Your objective: Repeat the listing in full, preserving every character.

··· Information given ···

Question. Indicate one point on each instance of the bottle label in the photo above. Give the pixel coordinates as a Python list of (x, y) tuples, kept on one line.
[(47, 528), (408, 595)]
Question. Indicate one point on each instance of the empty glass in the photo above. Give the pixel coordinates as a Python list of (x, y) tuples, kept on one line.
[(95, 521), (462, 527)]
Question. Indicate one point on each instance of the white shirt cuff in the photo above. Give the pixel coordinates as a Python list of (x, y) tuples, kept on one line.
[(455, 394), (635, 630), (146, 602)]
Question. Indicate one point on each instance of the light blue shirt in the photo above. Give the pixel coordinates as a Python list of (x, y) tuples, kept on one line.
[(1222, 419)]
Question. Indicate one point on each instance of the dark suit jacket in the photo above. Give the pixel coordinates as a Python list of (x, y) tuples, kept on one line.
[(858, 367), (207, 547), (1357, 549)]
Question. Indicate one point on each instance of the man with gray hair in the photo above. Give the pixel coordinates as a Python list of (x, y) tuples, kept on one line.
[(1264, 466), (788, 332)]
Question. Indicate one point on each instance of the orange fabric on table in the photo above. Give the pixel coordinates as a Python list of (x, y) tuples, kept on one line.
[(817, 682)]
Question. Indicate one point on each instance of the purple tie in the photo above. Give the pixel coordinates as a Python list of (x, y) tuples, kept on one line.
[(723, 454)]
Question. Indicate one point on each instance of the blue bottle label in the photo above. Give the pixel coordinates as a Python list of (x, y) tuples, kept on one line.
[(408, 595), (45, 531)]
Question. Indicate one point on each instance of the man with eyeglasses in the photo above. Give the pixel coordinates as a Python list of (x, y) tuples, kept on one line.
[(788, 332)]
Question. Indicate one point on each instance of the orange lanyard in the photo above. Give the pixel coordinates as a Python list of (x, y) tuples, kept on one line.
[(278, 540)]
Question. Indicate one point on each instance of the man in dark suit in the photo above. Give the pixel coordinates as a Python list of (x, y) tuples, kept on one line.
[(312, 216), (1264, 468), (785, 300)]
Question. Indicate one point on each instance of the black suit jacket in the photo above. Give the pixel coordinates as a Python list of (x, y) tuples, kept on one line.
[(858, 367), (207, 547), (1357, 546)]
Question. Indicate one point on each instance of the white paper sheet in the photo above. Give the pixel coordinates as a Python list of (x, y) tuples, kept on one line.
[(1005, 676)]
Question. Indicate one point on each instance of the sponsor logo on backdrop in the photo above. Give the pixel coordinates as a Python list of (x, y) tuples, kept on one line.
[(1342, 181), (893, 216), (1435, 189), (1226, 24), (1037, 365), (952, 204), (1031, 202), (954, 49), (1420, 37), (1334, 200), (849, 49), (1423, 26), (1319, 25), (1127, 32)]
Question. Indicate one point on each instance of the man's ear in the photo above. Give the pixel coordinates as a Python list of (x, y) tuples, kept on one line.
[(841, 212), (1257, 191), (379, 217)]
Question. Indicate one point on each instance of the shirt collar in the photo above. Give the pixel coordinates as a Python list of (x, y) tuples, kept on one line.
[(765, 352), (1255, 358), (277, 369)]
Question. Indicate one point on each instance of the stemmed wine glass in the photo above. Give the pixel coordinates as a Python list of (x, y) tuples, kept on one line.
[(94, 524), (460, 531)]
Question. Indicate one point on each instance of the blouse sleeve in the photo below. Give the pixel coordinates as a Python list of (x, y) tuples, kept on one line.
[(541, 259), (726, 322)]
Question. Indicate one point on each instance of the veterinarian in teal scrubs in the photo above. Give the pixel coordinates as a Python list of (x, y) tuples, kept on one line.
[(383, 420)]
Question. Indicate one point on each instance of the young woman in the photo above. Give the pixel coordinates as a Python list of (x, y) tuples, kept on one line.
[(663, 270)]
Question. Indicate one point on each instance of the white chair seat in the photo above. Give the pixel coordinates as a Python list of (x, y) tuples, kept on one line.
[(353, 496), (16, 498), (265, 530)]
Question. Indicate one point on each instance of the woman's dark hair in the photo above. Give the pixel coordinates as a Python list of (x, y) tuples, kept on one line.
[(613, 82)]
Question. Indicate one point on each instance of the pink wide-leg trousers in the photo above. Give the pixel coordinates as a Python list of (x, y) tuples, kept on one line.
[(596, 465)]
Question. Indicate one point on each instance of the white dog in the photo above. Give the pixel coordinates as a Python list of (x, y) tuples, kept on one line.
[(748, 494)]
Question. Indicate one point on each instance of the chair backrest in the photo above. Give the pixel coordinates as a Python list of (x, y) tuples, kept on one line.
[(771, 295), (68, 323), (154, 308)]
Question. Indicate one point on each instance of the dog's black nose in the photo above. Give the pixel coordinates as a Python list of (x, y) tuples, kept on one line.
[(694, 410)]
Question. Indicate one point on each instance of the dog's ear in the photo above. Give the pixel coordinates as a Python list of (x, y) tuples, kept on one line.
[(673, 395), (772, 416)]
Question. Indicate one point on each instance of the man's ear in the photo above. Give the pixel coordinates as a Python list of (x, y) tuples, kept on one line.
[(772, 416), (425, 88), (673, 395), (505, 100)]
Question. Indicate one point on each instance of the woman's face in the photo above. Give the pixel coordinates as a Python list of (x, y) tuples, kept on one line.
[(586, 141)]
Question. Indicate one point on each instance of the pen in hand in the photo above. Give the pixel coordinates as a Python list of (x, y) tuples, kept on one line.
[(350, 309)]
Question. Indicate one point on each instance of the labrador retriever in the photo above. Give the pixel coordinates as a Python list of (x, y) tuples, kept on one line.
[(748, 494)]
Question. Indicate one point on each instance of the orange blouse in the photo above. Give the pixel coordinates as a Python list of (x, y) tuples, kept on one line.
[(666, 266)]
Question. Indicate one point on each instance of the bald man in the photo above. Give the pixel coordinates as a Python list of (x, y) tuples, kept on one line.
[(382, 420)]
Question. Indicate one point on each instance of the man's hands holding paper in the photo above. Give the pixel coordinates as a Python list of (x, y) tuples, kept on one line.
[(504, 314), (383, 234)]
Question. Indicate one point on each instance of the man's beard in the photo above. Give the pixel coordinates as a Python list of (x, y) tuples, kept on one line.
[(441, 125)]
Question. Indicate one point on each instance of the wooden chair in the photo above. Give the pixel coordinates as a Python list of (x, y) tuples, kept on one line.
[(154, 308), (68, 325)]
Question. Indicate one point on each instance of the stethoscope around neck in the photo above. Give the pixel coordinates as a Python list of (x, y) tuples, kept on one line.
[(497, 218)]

···

Response:
Question. Indicate one point on each instance of the bottle label in the photo above. Give the pixel coordinates as a Python list of (x, y) tuples, kept on one line.
[(47, 528), (408, 595)]
Question. Indicate one point on each instance of the empty glass in the photo above. Give the pixel coordinates as a Python list of (x, y) tuples, kept on one line.
[(95, 521), (462, 527)]
Question. Indicate one point on each instance of the white shirt cuff in the photo above. Give the pixel coordinates as a Python list of (x, y) tuples, kept on one line.
[(455, 394), (635, 630), (146, 602)]
Question. Indicate one point on each instance of the light blue shirt in the photo above. Give the pixel coordinates as a Python list of (x, y) tuples, kept on one line.
[(1222, 419)]
Question. Indicate one point on each instance of the dark suit jacket in the photo above. Give the pixel coordinates as a Python list of (x, y) tuples, kept on one line.
[(858, 367), (207, 547), (1357, 549)]
Question. Indicate one point on each instance of the man with gray hair in the photo above. Give the pixel coordinates as a Python list of (x, y) tuples, kept on one line.
[(1264, 466), (788, 332)]
Question. Indicate one point on each instance of the orange fabric on table in the photo above. Give the pixel coordinates as a Python list of (x, y) tuples, kept on one line.
[(817, 682)]
Question. Indicate one point on each instance of the purple tie in the photo above. Give the pixel coordinates as a Python list of (x, y) tuples, kept on one line.
[(723, 454)]
Question. Indicate one point on each instance of the blue bottle label in the photo above. Give the pixel coordinates as a Python list of (x, y) tuples, kept on one line.
[(408, 595), (45, 531)]
Question. Indicate one point on each instance of the man with eyeglasses in the photo above. Give the pixel coordinates as a Python list of (x, y) tuples, kept on one line.
[(788, 332)]
Question. Indicate one point on each instance of the orange lanyard in the photo above. Give the pixel coordinates as a Python list of (x, y) tuples, kept on one line.
[(278, 540)]
Question. Indicate one point on each instance of the man in dark suit in the photo above. Give the pixel coordinates as a Python list of (x, y) tuples, kept on one line.
[(312, 216), (1264, 468), (785, 300)]
Question. Indicate one point on each instance of the black suit jacket in the photo above. Give the pixel coordinates as a Python list of (x, y) tuples, kept on one line.
[(858, 367), (207, 547), (1357, 546)]
Question. Indicate one point on each instance of the white paper sheet in the photo above. Give the pixel coordinates as a Python list of (x, y) tuples, kept on one line.
[(1005, 676)]
Question. Indicate one point on each instance of the sponsor logo on backdrop in the photo above. Give the pixel coordinates as a Python list of (x, y) tuples, kept on one line.
[(1342, 181), (893, 216), (1435, 189), (1226, 24), (1037, 365), (952, 204), (1031, 202), (954, 49), (1420, 37), (1334, 200), (849, 49), (1423, 26), (1319, 25), (1127, 32)]
Question. Indicate one point on each instance of the man's ear in the photo above. Give the pixel coordinates as a Python list of (x, y) tuples, kept on one line.
[(841, 212), (1257, 191), (379, 217)]
Question. Indicate one point on each instance of the shirt collar in the photo above. Give the pixel coordinates as a Python list of (x, y) tuples, kept on one line.
[(765, 352), (1255, 358), (277, 369)]
Question. Indicate one point on each instance of the stemmed wine glass in the photo above. Give the pixel coordinates as a Python list of (x, y) tuples, kept on one line.
[(94, 524), (460, 531)]
Question. Indicate one point on each instance of the blouse sleeve in the photo below. Give the pixel coordinates as a Python list of (x, y) tuples, kept on one line.
[(541, 259), (726, 322)]
Question. Indicate one point on each instance of the veterinarian in teal scrubs in the photo above. Give the pixel coordinates as a Python list of (x, y) tuples, kept on one line.
[(383, 420)]
Question. Indicate one point on each instance of the young woman in the photo above. Give the pixel coordinates as a Python list of (x, y) tuples, kept on one line.
[(663, 270)]
Question. Indicate one point on each instance of the white chair seat in the photo above. Give the pixel coordinates as a Python list of (x, y) tuples, kept on one line.
[(353, 496), (16, 498), (265, 530)]
Question. Indicate one point on each instance of the woman's dark hair in the photo above. Give the pixel coordinates as a Python list of (x, y) tuples, kept on one line.
[(613, 82)]
Question. Indicate one point on each instance of the pink wide-leg trousers in the photo above. Give the pixel coordinates as a Python list of (x, y) tuples, kept on one line.
[(596, 465)]
Question. Indicate one point on each instance of the white dog in the photo above. Give the pixel coordinates as a Python list of (x, y) tuples, kept on one line.
[(748, 494)]
Question. Indicate one point on each instance of the chair backrest in the photo above. Give the pixel coordinates as a Python list of (x, y) tuples, kept on one line.
[(771, 295), (68, 323), (154, 308)]
Question. Indicate one point on each instance of the dog's black nose in the photo above. Give the pixel coordinates as a Python list of (x, y) tuples, kept on one line.
[(694, 410)]
Question. Indicate one point on each instance of the dog's ear in the photo above. Give the pixel coordinates as a Python list of (x, y) tuples, kept on one line.
[(673, 395), (772, 416)]
Question. Indicate one point on each instance of the man's ear in the photo above. Give the pixel coordinates as a Python list of (x, y) tuples, kept on one line.
[(772, 416), (425, 88), (673, 395), (505, 100)]
Question. Indicate one point on each instance of the woman's face in the photo above. Give the pixel coordinates as a Python list of (x, y) tuples, kept on one line.
[(586, 141)]
Question. Indicate one point on each instance of the pen in hand in the photo above. Give the pixel coordinates as a Python list of (x, y) tuples, kept on one line.
[(350, 309)]
Question. Indicate one point on each instance of the labrador retriever in the photo above. Give the pixel coordinates as a Python list of (x, y) tuples, kept on one line.
[(748, 494)]
Question. Indicate one point on each instance of the orange blouse in the photo above. Give the pixel coordinates as a Python list of (x, y) tuples, kept on one line.
[(666, 266)]
Question. Indicate one point on each instance of the bald man in the photo above. Give the pixel coordinates as a Python list of (x, y) tuples, kept on one line.
[(382, 420)]
Question. Indicate one point on each instance of the man's hands holding paper in the photo above. Give the pixel coordinates as a Python list of (x, y) tuples, kept on one line.
[(504, 314), (383, 234)]
Question. Indicate one point on each instance of the man's beard in the photo above. Give the pixel coordinates as a Python list of (x, y) tuples, kept on one line.
[(441, 125)]
Question. Indicate one point on each instance of the wooden chair in the photo above. Give the pixel coordinates as a Python list of (x, y) tuples, kept on one line.
[(154, 308), (68, 325)]
Question. Indicate one point on each instance of the stethoscope around neck in the photo above. Give the pixel coordinates as a Python list of (x, y) tuples, kept on one line.
[(497, 218)]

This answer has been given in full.